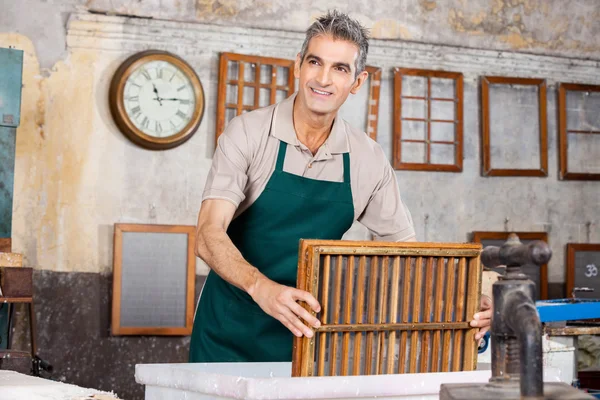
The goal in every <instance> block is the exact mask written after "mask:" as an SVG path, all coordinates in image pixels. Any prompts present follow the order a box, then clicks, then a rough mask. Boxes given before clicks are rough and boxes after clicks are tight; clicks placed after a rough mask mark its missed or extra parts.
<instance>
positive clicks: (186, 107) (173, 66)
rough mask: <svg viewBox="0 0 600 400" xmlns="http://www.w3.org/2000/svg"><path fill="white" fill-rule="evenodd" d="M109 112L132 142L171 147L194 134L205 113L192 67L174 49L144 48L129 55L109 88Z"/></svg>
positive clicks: (198, 80)
mask: <svg viewBox="0 0 600 400" xmlns="http://www.w3.org/2000/svg"><path fill="white" fill-rule="evenodd" d="M109 104H110V110H111V113H112V116H113V118H114V120H115V122H116V124H117V126H118V127H119V129H120V130H121V132H123V134H124V135H125V136H126V137H127V138H129V139H130V140H131V141H132V142H134V143H136V144H138V145H140V146H142V147H145V148H147V149H152V150H164V149H170V148H173V147H176V146H179V145H180V144H182V143H184V142H185V141H186V140H188V139H189V138H191V137H192V135H193V134H194V133H195V132H196V130H197V129H198V127H199V125H200V121H201V120H202V115H203V113H204V91H203V89H202V84H201V83H200V79H199V78H198V76H197V75H196V73H195V72H194V70H193V69H192V67H191V66H190V65H189V64H188V63H186V62H185V61H184V60H182V59H181V58H179V57H177V56H176V55H174V54H171V53H168V52H165V51H158V50H148V51H143V52H141V53H137V54H134V55H133V56H131V57H129V58H128V59H127V60H125V62H123V64H121V66H119V68H118V69H117V71H116V72H115V74H114V76H113V78H112V81H111V85H110V90H109Z"/></svg>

:::::

### Task directions
Could you reproduce every item above word for word, leaving out the pictures?

### Response to this exercise
The goal in every <instance> block is the exact mask written after "mask:" as an SVG path, all coordinates in image pixels. Any prompts present follow the order a box, then clicks, then a rough mask. Boxes given before clicks are rough and boxes after clicks are tight; clicks placed after a rough mask mark its missed or extra parts.
<instance>
positive clicks: (186, 107) (173, 66)
rough mask: <svg viewBox="0 0 600 400" xmlns="http://www.w3.org/2000/svg"><path fill="white" fill-rule="evenodd" d="M109 112L132 142L171 147L194 134L205 113L192 67L174 49L144 48L129 55L109 88Z"/></svg>
positive clicks: (198, 80)
mask: <svg viewBox="0 0 600 400" xmlns="http://www.w3.org/2000/svg"><path fill="white" fill-rule="evenodd" d="M109 104H110V110H111V113H112V116H113V118H114V120H115V122H116V124H117V126H118V127H119V129H120V130H121V132H123V134H124V135H125V136H126V137H127V138H129V139H130V140H131V141H132V142H134V143H136V144H138V145H140V146H142V147H145V148H147V149H152V150H164V149H170V148H173V147H176V146H179V145H180V144H182V143H184V142H185V141H186V140H188V139H189V138H191V137H192V135H193V134H194V133H195V132H196V130H197V129H198V127H199V125H200V121H201V120H202V115H203V113H204V91H203V89H202V84H201V83H200V79H199V78H198V76H197V75H196V73H195V72H194V70H193V69H192V67H191V66H190V65H189V64H188V63H186V62H185V61H184V60H182V59H181V58H179V57H177V56H176V55H174V54H171V53H168V52H165V51H158V50H148V51H143V52H141V53H137V54H134V55H133V56H131V57H129V58H128V59H127V60H125V62H123V64H121V66H119V68H118V69H117V71H116V72H115V74H114V76H113V78H112V81H111V85H110V90H109Z"/></svg>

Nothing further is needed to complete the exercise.